__Task__: Pull every line holding the string "jersey" from the records below.

Saved data entries
———

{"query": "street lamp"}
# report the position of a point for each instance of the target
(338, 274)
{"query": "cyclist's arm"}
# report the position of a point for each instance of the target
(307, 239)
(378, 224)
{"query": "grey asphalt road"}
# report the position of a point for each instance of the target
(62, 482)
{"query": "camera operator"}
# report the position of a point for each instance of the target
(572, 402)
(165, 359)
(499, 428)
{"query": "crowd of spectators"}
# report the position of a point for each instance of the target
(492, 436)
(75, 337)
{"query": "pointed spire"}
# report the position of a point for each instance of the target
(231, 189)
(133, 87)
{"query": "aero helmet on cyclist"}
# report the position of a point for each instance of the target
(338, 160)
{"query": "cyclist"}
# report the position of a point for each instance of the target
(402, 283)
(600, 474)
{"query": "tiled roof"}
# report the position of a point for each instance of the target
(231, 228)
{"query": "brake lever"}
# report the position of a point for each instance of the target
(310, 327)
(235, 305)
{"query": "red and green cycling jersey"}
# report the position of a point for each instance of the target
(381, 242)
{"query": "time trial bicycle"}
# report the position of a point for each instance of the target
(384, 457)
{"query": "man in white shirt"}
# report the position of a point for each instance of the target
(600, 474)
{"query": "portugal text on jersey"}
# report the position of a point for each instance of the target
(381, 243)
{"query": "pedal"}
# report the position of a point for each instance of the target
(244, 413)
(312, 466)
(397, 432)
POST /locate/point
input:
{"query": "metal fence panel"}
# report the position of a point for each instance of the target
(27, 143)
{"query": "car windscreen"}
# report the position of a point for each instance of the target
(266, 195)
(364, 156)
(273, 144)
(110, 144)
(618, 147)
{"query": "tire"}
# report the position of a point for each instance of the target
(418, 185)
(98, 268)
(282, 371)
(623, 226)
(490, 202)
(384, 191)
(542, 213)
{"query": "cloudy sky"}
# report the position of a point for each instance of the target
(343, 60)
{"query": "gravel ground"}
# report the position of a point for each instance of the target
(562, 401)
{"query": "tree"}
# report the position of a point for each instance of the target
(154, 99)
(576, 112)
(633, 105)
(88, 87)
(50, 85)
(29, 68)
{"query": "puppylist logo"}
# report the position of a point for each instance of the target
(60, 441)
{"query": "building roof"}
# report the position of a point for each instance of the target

———

__Exercise solution__:
{"query": "red and green cycling jersey"}
{"query": "portugal text on jersey"}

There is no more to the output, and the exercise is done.